→ Your assignment:
Each record below needs to be written out exactly as it reads.

>>>>

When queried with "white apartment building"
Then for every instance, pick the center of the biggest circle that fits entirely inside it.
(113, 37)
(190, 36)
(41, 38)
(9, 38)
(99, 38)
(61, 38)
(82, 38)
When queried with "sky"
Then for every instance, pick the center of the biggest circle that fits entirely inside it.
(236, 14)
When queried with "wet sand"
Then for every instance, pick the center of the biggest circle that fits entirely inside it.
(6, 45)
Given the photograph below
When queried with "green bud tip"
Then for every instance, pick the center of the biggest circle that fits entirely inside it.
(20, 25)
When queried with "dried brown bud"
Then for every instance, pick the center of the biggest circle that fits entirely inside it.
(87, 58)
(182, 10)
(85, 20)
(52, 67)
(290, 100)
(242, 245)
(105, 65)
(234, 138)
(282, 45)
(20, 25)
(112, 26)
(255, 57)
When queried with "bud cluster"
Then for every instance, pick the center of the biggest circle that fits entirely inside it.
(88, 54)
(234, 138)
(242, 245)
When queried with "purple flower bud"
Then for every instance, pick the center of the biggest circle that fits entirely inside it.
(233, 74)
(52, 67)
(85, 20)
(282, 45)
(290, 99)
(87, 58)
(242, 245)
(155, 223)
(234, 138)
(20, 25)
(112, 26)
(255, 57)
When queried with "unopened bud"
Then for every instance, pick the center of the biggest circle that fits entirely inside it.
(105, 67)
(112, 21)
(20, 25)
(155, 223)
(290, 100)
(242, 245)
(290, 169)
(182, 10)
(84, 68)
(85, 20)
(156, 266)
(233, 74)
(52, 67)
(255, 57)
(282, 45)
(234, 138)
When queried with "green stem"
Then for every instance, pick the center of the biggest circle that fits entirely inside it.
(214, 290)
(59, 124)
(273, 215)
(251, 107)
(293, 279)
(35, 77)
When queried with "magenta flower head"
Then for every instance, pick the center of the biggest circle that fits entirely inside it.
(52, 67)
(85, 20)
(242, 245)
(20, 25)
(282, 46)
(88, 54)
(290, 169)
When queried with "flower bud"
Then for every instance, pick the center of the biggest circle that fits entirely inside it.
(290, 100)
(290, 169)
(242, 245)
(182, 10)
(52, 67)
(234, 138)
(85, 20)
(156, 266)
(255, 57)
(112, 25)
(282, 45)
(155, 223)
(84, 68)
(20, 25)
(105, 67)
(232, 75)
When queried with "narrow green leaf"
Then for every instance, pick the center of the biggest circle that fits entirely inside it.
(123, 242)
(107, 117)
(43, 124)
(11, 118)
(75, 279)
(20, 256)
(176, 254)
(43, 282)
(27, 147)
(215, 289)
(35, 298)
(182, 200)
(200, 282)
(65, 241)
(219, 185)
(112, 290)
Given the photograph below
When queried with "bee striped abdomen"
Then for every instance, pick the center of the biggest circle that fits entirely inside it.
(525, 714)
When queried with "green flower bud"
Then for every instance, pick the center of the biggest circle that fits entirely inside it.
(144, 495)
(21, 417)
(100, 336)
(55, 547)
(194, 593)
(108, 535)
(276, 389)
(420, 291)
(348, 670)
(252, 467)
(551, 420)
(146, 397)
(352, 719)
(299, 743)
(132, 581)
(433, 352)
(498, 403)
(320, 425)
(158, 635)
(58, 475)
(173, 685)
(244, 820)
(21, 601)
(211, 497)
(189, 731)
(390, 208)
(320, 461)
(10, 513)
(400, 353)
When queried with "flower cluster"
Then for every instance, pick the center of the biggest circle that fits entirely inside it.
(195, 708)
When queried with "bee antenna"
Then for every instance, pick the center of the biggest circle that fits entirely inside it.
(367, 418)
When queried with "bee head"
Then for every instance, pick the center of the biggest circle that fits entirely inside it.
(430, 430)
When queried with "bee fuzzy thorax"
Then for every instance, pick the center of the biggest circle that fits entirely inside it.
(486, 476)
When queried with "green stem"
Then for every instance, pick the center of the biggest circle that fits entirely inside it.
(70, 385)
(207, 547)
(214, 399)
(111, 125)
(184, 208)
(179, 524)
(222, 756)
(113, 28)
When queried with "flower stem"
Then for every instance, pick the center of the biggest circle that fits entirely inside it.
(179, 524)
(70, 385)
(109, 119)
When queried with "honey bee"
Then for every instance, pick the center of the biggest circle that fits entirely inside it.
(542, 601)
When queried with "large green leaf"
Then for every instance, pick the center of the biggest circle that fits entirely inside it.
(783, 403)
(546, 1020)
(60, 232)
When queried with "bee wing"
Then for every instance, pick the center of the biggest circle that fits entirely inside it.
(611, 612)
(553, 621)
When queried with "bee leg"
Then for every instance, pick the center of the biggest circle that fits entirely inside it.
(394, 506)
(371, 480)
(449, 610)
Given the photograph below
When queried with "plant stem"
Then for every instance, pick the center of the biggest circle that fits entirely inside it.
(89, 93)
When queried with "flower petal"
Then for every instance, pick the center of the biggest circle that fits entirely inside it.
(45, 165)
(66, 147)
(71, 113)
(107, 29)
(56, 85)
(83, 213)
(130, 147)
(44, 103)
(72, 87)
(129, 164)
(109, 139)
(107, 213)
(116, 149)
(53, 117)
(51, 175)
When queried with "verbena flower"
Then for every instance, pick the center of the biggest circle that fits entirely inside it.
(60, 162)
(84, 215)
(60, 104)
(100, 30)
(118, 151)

<<<<

→ Answer for the task:
When queried with "white apartment building"
Then for every instance, pick the center of the biggest circle that fits entirely inside it.
(113, 37)
(190, 36)
(41, 38)
(9, 38)
(99, 38)
(61, 38)
(82, 38)
When queried with "sky"
Then for every instance, pick the center of the biggest circle that fits entirely inside it.
(236, 14)
When queried with "wet sand"
Then for every instance, pick the center of the biggest circle that fits entirely inside it.
(6, 45)
Given the photograph below
When queried with "green bud tip"
Then for every instance, pick the center of the biggest circle that fits entirely inside it.
(20, 25)
When queried with "dried brown bud"
Then for every instance, pick the center of the biggest circle that fits entirely inside it.
(87, 58)
(182, 10)
(85, 20)
(52, 67)
(290, 100)
(242, 245)
(105, 65)
(234, 138)
(282, 45)
(20, 25)
(112, 26)
(255, 57)
When queried with "bud cluster"
Then for every instance, pick the center of the biggest circle that fits entirely inside it.
(88, 54)
(234, 138)
(242, 245)
When queried with "purple flower bud"
Then for every instance, pick the center of the biggest circle that fits entirely inside it.
(233, 74)
(52, 67)
(85, 20)
(282, 45)
(290, 99)
(87, 58)
(242, 245)
(155, 223)
(234, 138)
(20, 25)
(112, 26)
(255, 57)
When queried with "unopened bud"
Then for every instance, pick the center of the biggest circle that fits entirely inside it.
(105, 67)
(112, 21)
(20, 25)
(155, 223)
(290, 100)
(242, 245)
(290, 169)
(182, 10)
(84, 68)
(85, 20)
(156, 266)
(233, 74)
(52, 67)
(255, 57)
(282, 45)
(234, 138)
When queried with "green stem"
Then for every instance, pick the center of the biggest circle that fits entirely inside it.
(214, 290)
(59, 124)
(273, 215)
(251, 107)
(293, 279)
(35, 77)
When queried with "magenta flower head"
Then for every instance, pick the center of the biggest circle that fits entirely inside it.
(52, 67)
(85, 20)
(242, 245)
(20, 25)
(282, 46)
(88, 54)
(290, 169)
When queried with "flower bud"
Then for every instance, pick the center of the biggest circle that fits entirely inside it.
(290, 100)
(290, 169)
(242, 245)
(182, 10)
(52, 67)
(234, 138)
(85, 20)
(156, 266)
(255, 57)
(112, 25)
(282, 45)
(155, 223)
(84, 68)
(20, 25)
(105, 67)
(232, 75)
When queried with "narrow green leaf"
Then for every instance, pick the center of the biggest circle that fits entirely inside it.
(123, 242)
(107, 117)
(43, 124)
(11, 118)
(75, 279)
(20, 256)
(176, 254)
(43, 282)
(27, 147)
(215, 289)
(35, 298)
(182, 200)
(200, 282)
(65, 241)
(219, 185)
(112, 290)
Given the photograph below
When queried with "bee striped abdomen"
Then for every instance, pick the center of the biggest circle that fits entirely inside it.
(525, 714)
When queried with "green flower bud"
Then for every instance, pick the center of the biggest circle that fits entirely inside it.
(144, 495)
(21, 417)
(100, 336)
(55, 547)
(194, 593)
(108, 535)
(276, 389)
(420, 291)
(348, 670)
(252, 467)
(551, 420)
(146, 397)
(352, 719)
(299, 743)
(132, 581)
(433, 352)
(498, 403)
(320, 425)
(158, 635)
(58, 475)
(173, 685)
(244, 820)
(21, 601)
(211, 497)
(189, 731)
(390, 208)
(320, 461)
(10, 513)
(400, 353)
When queried with "flower cluster"
Then for every instance, pick the center of the biggest circle that fits entirely inside it.
(195, 708)
When queried with "bee antenna"
Then for every instance, pick the center of the biggest circle that fits entirely inside it.
(367, 418)
When queried with "bee head"
Then for every instance, pick the center of the biggest circle that fits entirely inside it.
(430, 430)
When queried with "bee fuzzy thorax"
Then for every instance, pick the center of the biggest circle that fits entirely inside it.
(486, 476)
When queried with "green stem"
Then for every instance, pick the center of the biggest circle that fits entirely inside it.
(70, 385)
(207, 547)
(214, 399)
(111, 125)
(184, 208)
(179, 524)
(222, 756)
(113, 28)
When queried with "flower stem"
Then for every instance, pick the center of the biggest circle that fits entirely inside it.
(179, 524)
(70, 385)
(109, 119)
When queried with "honey bee"
Then for every instance, pick the center of the biggest circle that fits entirely inside it.
(542, 601)
When queried with "large green leaf"
Then for every instance, pick the center of the biggest circle that fits entirely inside it.
(783, 403)
(546, 1020)
(60, 232)
When queried with "bee wing"
Then for every instance, pick the center of the biggest circle that fits entirely inside it.
(611, 612)
(553, 621)
When queried with "bee leg"
Then for every instance, pick the center of the biggest circle that fits entirely inside it.
(394, 506)
(371, 480)
(449, 610)
Given the photograph below
When queried with "plant stem"
Then for every instance, pick the center of the biggest circle that fits entirely inside it.
(89, 93)
When queried with "flower petal"
Then for every instance, pick the center of the biggest circle that fits entirely inside it.
(45, 165)
(66, 147)
(71, 113)
(107, 29)
(56, 85)
(83, 213)
(130, 147)
(44, 103)
(72, 87)
(129, 164)
(109, 139)
(107, 213)
(116, 149)
(53, 117)
(51, 175)
When queried with "verbena flower"
Then for every instance, pick the center of the biggest circle that fits entirely inside it.
(60, 162)
(84, 215)
(60, 104)
(100, 30)
(118, 151)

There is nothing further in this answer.